* **Work instruction**: Starting from the first line, set down the entire listing exactly.
Start of Block
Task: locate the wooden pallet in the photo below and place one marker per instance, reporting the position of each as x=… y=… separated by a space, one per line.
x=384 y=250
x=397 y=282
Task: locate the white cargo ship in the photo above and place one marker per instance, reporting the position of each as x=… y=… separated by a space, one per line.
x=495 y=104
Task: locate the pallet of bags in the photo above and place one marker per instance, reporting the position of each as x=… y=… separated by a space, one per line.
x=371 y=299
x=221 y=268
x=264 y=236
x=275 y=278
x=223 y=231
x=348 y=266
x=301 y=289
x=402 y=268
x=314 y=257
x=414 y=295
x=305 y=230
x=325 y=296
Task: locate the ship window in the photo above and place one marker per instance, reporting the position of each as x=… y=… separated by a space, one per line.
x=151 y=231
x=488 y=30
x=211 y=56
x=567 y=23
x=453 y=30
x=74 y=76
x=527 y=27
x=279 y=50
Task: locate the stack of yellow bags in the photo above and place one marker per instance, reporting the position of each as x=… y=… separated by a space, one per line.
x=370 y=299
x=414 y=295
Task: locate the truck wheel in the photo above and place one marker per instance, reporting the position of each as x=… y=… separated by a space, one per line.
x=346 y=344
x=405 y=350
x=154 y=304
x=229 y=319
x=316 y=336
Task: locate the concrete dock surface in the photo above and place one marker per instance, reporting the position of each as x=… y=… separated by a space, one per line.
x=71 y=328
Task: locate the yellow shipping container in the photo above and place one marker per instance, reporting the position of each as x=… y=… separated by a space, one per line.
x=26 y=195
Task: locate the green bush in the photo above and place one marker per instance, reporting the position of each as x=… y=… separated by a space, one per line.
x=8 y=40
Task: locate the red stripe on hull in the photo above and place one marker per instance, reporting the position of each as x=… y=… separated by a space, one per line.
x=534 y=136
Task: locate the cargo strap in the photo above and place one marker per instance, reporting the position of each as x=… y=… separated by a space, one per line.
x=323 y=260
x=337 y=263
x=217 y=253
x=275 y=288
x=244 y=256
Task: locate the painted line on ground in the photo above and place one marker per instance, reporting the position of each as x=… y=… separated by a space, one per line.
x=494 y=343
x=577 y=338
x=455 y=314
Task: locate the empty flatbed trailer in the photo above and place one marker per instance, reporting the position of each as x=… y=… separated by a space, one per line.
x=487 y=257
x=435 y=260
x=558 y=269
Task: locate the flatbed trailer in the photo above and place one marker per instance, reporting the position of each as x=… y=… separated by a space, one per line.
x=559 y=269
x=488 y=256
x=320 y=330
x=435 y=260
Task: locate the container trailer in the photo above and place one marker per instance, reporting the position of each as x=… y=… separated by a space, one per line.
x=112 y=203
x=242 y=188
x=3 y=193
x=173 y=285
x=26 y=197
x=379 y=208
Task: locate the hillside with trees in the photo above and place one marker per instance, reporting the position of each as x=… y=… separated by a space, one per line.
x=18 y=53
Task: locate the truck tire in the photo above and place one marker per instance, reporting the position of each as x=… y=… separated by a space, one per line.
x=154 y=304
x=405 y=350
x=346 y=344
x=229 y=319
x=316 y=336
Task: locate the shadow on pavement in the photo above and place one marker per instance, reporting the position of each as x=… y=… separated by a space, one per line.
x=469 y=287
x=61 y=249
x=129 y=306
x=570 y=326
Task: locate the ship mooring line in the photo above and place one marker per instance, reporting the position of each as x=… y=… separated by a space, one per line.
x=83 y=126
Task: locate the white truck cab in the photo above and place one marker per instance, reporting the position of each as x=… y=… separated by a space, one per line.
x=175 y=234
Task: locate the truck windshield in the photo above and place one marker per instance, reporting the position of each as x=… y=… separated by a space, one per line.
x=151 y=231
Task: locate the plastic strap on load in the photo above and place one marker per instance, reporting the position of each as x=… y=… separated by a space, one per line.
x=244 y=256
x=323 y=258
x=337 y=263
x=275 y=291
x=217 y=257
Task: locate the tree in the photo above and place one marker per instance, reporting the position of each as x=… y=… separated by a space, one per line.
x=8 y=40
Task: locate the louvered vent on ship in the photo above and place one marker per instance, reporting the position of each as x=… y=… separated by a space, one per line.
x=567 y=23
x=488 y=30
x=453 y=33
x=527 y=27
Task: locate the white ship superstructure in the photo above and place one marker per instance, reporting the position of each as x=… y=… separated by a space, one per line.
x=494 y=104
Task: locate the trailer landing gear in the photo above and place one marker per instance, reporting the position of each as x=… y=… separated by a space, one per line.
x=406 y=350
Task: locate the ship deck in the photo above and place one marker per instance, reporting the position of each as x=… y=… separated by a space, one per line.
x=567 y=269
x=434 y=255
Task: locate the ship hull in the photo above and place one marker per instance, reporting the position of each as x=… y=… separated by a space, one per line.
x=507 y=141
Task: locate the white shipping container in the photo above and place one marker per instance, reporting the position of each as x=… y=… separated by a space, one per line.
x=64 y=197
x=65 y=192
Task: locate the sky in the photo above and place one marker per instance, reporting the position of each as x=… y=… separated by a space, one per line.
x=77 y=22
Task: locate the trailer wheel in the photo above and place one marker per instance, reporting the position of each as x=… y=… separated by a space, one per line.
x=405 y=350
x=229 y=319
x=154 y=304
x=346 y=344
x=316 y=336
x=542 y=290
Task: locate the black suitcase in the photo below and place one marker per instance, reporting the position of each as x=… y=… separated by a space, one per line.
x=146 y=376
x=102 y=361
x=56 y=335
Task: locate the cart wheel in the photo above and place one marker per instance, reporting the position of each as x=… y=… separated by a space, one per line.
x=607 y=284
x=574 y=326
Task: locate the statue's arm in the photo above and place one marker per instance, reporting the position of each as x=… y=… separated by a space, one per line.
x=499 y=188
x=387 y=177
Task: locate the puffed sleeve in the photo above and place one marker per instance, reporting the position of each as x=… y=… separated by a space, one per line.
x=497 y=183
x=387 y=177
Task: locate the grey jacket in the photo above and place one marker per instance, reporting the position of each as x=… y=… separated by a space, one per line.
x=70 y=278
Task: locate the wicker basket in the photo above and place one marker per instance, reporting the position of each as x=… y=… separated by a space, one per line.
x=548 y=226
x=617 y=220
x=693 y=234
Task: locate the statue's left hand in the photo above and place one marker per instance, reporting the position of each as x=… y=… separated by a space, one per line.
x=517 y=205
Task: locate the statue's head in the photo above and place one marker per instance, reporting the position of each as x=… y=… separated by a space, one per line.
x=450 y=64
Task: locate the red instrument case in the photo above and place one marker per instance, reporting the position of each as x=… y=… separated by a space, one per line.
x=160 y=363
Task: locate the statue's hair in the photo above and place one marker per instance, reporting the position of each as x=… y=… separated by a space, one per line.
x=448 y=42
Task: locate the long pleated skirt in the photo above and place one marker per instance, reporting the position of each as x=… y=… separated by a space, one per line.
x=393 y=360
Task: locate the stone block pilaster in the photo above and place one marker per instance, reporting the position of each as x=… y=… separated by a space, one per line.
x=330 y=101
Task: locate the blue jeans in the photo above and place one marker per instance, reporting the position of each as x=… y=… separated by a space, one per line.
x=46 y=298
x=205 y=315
End of Block
* **Your solution**:
Task: locate the wooden pallet in the photo below and place one marker per instance, reporting the position of each as x=… y=… separated by a space, one per line.
x=384 y=250
x=397 y=282
Task: locate the white cargo ship in the photo above and place one marker per instance, reporting the position of each as x=… y=… separated by a space, one per line.
x=495 y=104
Task: locate the pallet of bags in the photo above and place one marker per instance, reporting the position of each as x=… y=… separated by a space, one per line.
x=371 y=299
x=221 y=268
x=264 y=236
x=275 y=278
x=223 y=231
x=348 y=266
x=301 y=289
x=402 y=268
x=314 y=257
x=414 y=295
x=305 y=230
x=325 y=296
Task: locate the ship window in the photo above and place one marker per instance, reporting the position of each as x=… y=… separated by a space, one per line.
x=151 y=231
x=488 y=30
x=211 y=56
x=567 y=23
x=453 y=30
x=74 y=76
x=527 y=27
x=279 y=50
Task: locate the stack of yellow bags in the photo above and place one marker per instance, reporting the position of each as x=… y=… separated by a space, one per line.
x=370 y=299
x=414 y=295
Task: locate the truck wheel in the photo above and place one marker per instance, reporting the position of each as x=… y=… separated by a space, one per line.
x=346 y=344
x=405 y=350
x=154 y=304
x=229 y=319
x=316 y=336
Task: locate the concrete dock surface in the photo above and place one marker per instance, reporting the position of each as x=… y=… separated by a space, one per line.
x=71 y=328
Task: locate the yellow shipping container in the photo above and place one marker per instance, reporting the position of each as x=… y=… separated by a space, one per line.
x=26 y=195
Task: locate the green bush in the photo above and place one marker per instance, reporting the position of each as x=… y=… separated by a space, one per line.
x=8 y=40
Task: locate the red stripe on hull in the photo above and place one marker per instance, reporting the position of each as x=… y=… separated by a space, one per line.
x=534 y=136
Task: locate the cargo strap in the photo above and place one marker per instance, reporting the position of each as x=… y=… separated by a space, one per line.
x=323 y=260
x=337 y=263
x=217 y=253
x=275 y=288
x=244 y=256
Task: locate the painted line on ground in the photo above and place one marker per instance, reporting the position of each as x=… y=… separated by a space, one per line.
x=494 y=343
x=577 y=338
x=455 y=314
Task: locate the empty flatbed trailer in the photo above and place one marker per instance, reporting the position of each as x=… y=… separated by a space, one per line.
x=487 y=257
x=435 y=260
x=558 y=269
Task: locate the flatbed trailer in the photo above and place one marker per instance, reporting the position of each as x=… y=… separated by a space, one per line.
x=559 y=269
x=488 y=256
x=320 y=330
x=435 y=260
Task: locate the container trailer in the photo above and place one marker per instance, reporting the position of each as x=… y=… separated by a space, one per line.
x=112 y=203
x=242 y=188
x=3 y=193
x=173 y=285
x=26 y=197
x=379 y=208
Task: locate the hillside with trees in the photo above and place one marker per instance, reporting the position of each as x=… y=… separated by a space, one per line.
x=18 y=53
Task: locate the truck tire in the photo above and place one marker per instance, reporting the position of each as x=… y=… separated by a space, one per line.
x=154 y=304
x=405 y=350
x=346 y=344
x=229 y=319
x=316 y=336
Task: locate the shadow on pavement in the photo above and place one marker per instance, reporting the position of each as x=… y=… separated by a space, one per line.
x=469 y=287
x=61 y=249
x=129 y=306
x=570 y=326
Task: locate the ship mooring line in the photo above and place one marker per instance, reporting the position of each as x=… y=… separated by a space, one per line.
x=83 y=126
Task: locate the white truck cab in the photo above and place one marker per instance, reporting the position of each as x=… y=… separated by a space, one per line.
x=175 y=234
Task: locate the truck windshield in the photo above and place one marker per instance, reporting the position of each as x=… y=… separated by a space, one per line.
x=151 y=231
Task: locate the plastic strap on load in the photo above and place one marker per instance, reporting the position of each as x=… y=… separated by a space, one per line.
x=244 y=256
x=323 y=258
x=337 y=263
x=275 y=291
x=217 y=257
Task: locate the tree in the photo above and place one marker per instance, reporting the position of each as x=… y=… separated by a space, one per line.
x=8 y=40
Task: locate the louvered vent on ship in the photo above and place one marker per instance, reporting the position of each as x=… y=… separated by a space, one per line.
x=567 y=23
x=488 y=30
x=453 y=33
x=527 y=27
Task: locate the white ship superstructure in the photo above and place one marker per instance, reporting the position of each as x=… y=… separated by a space, one per line.
x=494 y=104
Task: locate the trailer landing gear in the photo above and place one marker per instance, reporting the position of each as x=… y=… separated by a space, one per line.
x=406 y=350
Task: locate the ship deck in the photo above and place one marker per instance, reporting the position of each as x=… y=… separated by a space, one per line.
x=567 y=269
x=434 y=255
Task: locate the ship hull in the photo above and place one marker per instance, reporting the position of each as x=… y=… separated by a space, one per line.
x=507 y=141
Task: locate the white shipping container in the photo above and place one marker per instance, reporting the position of each as x=… y=… separated by a space, one per line.
x=64 y=197
x=65 y=192
Task: locate the sky in the photo above and place one marker per instance, reporting the position of each as x=… y=… separated by a space, one per line.
x=77 y=22
Task: locate the trailer wheel in the photo above and place one marker per instance, reporting the position of each as x=… y=… separated by a space, one per line.
x=405 y=350
x=229 y=319
x=154 y=304
x=346 y=344
x=316 y=336
x=542 y=290
Task: locate the black suitcase in the photo below and place one marker per instance, reporting the position of each as x=… y=… separated by a space, one per line.
x=146 y=376
x=102 y=361
x=56 y=335
Task: locate the cart wheel in the photo above and place one marker per instance, reporting the position of each as x=… y=… separated by a space, one per line.
x=607 y=284
x=574 y=326
Task: locate the statue's arm in the photo above and place one marker per instance, reporting the position of each as x=… y=… separated by a space, one per line.
x=499 y=188
x=387 y=177
Task: locate the puffed sleeve in the photo above and place one marker per instance, reporting the position of each as x=… y=… separated by a space, one per line.
x=497 y=183
x=387 y=177
Task: locate the grey jacket in the photo above and place one marker per instance, reporting the position of each as x=… y=… separated by a space, one per line.
x=70 y=278
Task: locate the wicker basket in the photo above and place one marker per instance, reporting the position of each as x=… y=… separated by a space, one per line.
x=548 y=226
x=617 y=220
x=693 y=234
Task: locate the statue's left hand in the photo above and place one marker per instance, reporting the position of each as x=… y=… separated by a space, one per line.
x=517 y=205
Task: locate the statue's head in the photo above and place one marker per instance, reporting the position of each as x=… y=… separated by a space, one per line.
x=450 y=64
Task: locate the red instrument case in the photo above and place one marker per instance, reporting the position of each as x=… y=… separated by a space, one per line.
x=160 y=363
Task: locate the statue's hair in the photo above and place one marker per instance, reporting the position of each as x=… y=… separated by a space, one per line.
x=448 y=42
Task: locate the long pleated skirt in the photo above and place one marker per instance, reporting the position of each as x=… y=… separated by a space, one per line.
x=393 y=360
Task: locate the stone block pilaster in the photo above and place one marker per instance, reporting the position of each as x=… y=… separated by a space, one per line.
x=330 y=101
Task: locate the blue jeans in the photo above and place one marker per instance, reporting the position of each as x=… y=… separated by a space, one per line.
x=46 y=298
x=205 y=315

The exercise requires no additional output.